■ **WHAT IS REQUIRED**: Set down, without alteration, the lines from the one that contains "Where in this photo can the horse's mane" through the final line of the material below.

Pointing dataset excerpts

------------

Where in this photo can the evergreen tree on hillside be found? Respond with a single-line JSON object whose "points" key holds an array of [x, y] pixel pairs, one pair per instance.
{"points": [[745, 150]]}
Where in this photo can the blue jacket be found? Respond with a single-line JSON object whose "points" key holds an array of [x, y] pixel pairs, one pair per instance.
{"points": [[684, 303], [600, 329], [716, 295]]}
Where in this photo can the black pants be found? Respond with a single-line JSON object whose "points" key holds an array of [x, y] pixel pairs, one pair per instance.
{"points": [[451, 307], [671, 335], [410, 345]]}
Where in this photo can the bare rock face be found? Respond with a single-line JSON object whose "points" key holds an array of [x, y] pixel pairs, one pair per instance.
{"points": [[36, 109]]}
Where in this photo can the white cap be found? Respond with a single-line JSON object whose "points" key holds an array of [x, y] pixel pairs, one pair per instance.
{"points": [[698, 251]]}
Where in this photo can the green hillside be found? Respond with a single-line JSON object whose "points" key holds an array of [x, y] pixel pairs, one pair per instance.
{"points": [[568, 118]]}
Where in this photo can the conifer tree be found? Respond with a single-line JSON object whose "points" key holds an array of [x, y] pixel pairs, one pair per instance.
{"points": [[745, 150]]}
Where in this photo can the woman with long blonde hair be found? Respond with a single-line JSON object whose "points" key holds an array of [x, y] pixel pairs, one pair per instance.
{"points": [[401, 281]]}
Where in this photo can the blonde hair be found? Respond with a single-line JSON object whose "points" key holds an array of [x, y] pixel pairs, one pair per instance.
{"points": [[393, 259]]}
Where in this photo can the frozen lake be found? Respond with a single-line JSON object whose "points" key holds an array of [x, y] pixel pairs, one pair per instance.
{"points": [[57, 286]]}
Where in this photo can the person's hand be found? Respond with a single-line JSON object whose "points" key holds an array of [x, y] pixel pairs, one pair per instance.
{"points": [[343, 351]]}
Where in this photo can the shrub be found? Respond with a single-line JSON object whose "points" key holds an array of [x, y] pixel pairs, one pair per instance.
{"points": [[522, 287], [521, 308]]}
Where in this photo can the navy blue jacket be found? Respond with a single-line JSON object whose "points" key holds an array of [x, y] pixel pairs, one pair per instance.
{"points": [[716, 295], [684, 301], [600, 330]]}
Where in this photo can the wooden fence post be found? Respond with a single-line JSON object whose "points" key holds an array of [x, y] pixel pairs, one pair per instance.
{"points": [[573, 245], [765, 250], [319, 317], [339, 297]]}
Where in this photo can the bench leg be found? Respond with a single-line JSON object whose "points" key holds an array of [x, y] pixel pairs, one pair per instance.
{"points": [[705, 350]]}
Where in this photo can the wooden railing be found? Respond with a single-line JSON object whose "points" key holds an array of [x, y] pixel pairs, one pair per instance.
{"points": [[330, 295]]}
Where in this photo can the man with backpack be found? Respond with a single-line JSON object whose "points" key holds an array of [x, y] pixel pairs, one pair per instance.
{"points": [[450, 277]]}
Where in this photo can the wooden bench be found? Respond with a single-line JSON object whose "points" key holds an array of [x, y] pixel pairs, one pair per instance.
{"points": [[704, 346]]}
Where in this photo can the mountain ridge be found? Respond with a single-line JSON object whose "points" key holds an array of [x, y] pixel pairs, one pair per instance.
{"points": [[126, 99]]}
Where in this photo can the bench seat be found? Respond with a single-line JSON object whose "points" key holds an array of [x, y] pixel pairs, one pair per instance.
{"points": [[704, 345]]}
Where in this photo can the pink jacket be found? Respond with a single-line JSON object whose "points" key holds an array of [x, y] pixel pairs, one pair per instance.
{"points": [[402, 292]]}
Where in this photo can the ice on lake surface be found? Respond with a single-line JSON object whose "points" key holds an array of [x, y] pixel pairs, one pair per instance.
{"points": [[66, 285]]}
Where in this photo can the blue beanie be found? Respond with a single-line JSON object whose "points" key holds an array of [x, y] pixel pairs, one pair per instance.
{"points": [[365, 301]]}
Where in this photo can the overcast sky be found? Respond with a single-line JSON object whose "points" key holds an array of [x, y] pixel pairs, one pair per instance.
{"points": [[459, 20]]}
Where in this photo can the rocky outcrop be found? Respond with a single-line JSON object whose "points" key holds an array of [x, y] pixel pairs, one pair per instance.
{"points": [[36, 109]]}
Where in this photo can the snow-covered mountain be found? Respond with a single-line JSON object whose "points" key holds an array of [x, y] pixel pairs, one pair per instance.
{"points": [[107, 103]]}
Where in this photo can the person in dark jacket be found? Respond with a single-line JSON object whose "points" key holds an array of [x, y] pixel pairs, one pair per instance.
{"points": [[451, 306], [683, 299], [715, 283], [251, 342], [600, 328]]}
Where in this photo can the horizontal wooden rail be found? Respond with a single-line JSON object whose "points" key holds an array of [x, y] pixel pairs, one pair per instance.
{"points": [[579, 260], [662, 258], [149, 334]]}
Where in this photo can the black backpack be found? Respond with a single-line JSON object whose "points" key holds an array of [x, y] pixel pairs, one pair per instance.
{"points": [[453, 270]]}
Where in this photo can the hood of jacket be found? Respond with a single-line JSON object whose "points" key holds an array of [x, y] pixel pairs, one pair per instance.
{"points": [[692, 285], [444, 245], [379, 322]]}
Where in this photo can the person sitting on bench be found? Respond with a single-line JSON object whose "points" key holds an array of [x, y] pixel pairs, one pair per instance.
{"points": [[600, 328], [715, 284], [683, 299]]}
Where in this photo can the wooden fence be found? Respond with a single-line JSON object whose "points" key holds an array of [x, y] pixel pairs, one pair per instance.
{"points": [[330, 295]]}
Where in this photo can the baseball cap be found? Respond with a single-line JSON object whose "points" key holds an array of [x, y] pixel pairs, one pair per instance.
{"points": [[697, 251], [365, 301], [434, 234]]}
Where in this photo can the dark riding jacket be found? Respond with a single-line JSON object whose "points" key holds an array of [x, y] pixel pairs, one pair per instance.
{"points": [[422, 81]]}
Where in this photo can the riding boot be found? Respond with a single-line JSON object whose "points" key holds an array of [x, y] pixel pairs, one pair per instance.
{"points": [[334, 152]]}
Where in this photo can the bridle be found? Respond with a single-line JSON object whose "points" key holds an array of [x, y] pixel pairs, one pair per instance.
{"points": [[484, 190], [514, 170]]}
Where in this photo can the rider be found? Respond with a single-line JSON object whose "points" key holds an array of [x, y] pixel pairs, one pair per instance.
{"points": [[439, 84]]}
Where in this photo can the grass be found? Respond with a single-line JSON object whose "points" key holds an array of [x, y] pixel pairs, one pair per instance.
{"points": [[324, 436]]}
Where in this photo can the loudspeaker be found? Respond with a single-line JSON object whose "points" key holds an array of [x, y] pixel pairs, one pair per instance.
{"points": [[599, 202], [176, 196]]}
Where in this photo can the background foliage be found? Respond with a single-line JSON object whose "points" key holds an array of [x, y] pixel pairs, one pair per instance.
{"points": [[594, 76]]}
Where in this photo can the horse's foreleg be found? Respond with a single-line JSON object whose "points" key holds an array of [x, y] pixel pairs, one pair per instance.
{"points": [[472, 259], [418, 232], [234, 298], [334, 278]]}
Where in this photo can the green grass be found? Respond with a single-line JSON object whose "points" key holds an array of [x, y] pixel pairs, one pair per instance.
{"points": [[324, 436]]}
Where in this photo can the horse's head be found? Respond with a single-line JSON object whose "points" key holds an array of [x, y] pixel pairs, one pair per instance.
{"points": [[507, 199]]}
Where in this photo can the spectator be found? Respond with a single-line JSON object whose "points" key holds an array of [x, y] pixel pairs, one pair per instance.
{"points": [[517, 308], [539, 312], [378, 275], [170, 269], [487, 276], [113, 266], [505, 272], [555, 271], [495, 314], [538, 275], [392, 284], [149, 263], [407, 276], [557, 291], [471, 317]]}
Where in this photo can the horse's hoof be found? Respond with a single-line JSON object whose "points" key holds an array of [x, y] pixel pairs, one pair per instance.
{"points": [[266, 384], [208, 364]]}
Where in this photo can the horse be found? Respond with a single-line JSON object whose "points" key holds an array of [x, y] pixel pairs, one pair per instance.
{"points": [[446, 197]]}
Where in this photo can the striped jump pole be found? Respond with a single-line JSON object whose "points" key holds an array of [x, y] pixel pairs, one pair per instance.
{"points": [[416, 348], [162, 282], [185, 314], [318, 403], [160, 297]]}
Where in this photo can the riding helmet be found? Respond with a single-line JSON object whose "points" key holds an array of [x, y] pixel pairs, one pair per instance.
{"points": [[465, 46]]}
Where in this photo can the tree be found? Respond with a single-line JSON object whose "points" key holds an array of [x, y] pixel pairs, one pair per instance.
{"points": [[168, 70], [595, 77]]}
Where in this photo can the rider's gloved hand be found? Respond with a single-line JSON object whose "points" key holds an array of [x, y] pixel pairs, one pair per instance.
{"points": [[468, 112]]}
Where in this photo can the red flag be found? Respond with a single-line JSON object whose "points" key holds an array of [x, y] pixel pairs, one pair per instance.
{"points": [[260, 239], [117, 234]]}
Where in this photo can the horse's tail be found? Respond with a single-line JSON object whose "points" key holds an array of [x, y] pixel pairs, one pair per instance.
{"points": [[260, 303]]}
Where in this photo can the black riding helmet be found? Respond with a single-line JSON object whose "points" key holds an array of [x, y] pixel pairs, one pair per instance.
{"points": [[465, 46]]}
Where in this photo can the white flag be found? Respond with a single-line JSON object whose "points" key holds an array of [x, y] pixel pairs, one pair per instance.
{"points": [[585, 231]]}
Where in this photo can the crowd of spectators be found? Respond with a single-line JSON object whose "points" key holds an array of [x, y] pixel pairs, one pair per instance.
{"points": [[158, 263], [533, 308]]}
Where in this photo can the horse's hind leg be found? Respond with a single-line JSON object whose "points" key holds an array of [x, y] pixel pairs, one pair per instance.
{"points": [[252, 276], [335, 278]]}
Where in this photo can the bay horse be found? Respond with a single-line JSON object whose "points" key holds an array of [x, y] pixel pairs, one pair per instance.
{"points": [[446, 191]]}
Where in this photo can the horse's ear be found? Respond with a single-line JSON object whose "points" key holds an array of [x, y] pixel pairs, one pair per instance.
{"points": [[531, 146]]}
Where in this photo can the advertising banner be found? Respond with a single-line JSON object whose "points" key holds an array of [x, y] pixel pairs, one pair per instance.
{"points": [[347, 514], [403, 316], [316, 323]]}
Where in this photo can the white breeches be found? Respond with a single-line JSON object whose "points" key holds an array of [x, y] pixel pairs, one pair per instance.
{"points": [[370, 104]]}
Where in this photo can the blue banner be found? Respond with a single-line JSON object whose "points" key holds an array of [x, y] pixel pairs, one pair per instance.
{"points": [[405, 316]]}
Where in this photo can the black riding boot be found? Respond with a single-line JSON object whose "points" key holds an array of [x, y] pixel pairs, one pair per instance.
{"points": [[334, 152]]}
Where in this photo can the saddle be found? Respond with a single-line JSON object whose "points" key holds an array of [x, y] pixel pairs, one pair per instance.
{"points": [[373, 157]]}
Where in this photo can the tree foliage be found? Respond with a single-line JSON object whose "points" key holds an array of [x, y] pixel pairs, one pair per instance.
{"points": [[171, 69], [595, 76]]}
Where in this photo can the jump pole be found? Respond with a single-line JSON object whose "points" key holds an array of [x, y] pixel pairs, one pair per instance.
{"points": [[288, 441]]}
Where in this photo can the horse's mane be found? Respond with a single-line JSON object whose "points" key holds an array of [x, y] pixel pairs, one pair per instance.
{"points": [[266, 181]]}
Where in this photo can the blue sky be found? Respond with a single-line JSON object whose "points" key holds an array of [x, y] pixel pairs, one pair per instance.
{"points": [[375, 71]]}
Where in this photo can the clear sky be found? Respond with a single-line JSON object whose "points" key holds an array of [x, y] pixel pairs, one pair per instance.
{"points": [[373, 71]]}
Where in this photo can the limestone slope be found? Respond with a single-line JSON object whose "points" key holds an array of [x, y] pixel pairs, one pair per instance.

------------

■ **SOLUTION TO THIS EXERCISE**:
Where in this photo can the horse's mane be found? Respond with a single-line JSON object whose "points" key holds an array of [x, y] pixel pairs, one pair per instance.
{"points": [[266, 181]]}
Where in this photo can the blue sky be found? Respond with a single-line JSON object whose "points" key holds an array of [x, y] pixel pairs, one pair per instance.
{"points": [[375, 71]]}
Where in this photo can the clear sky be found? Respond with a single-line JSON object whose "points" key holds an array of [x, y] pixel pairs, one pair per instance.
{"points": [[373, 71]]}
Where in this photo can the limestone slope be found? Respond with a single-line JSON object whose "points" key holds an array of [x, y] pixel pairs, one pair per instance.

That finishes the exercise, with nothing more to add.